As a set, $T E$ consists of sections of $V J^{1} Y$ viewed as a fiber bundle over $B$ . The tangent space at $ξ \in E$ consists of those sections whose projection onto $J^{1} Y$ coincides with ξ. In the physics context, an element of $T_{ξ} E$ is interpreted as a fiber-wise variation of ξ.

For later use, we will need the following well-known isomorphism.

Proposition 1. $V J^{1} Y$ is isomorphic to $J^{1} V Y$ ,

(V J^{1} Y, π^{1} \circ τ_{J^{1} Y} |_{V J^{1} Y}, B) ≃ (J^{1} V Y, {(π \circ τ_{Y} |_{V Y})}^{1}, B) .
------------
_Goal_
Continue the jet bundle passage, starting right after the isomorphism stated in Proposition 1. The lines that follow are unrelated to the jet bundle passage.

_Source material_
------------
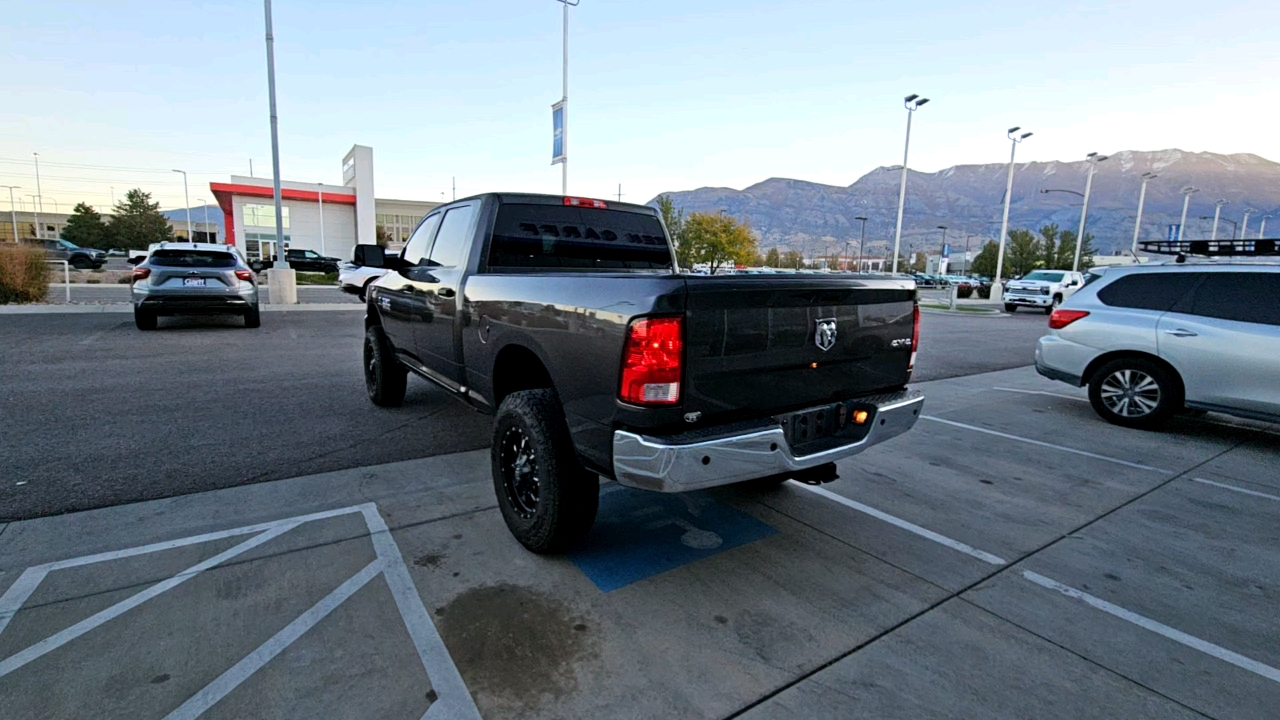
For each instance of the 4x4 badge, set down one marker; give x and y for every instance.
(824, 337)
------------
_Output of the task_
We will denote the isomorphism by

K : V J^{1} Y \to J^{1} V Y .

Proof. See Palais [40] and Saunders [39]. □

Lemma 1. Let $j^{1} κ \in E$ be a holonomic deformation jet. Then, the isomorphism K induces an isomorphism of vector bundles over $B$ ,

(j^{1} κ)^{*} K : (j^{1} κ)^{*} V J^{1} Y \to J^{1} (κ^{*} V Y) .

Proof. See Theorem 17.1 in Palais [40]. □

A local coordinate system for $V J^{1} Y$ is

(z, ẋ, ẋ^{'}) = (X, x, x^{'}, ẋ, ẋ^{'}) : (j_{p}^{1} s)^{\cdot} \in V J^{1} Y \mapsto (z, ẋ, ẋ^{'}) ((j_{p}^{1} s)^{\cdot}) \in ℝ^{d} \times ℝ^{m} \times ℝ^{d \times m} \times ℝ^{m} \times ℝ^{d \times m} .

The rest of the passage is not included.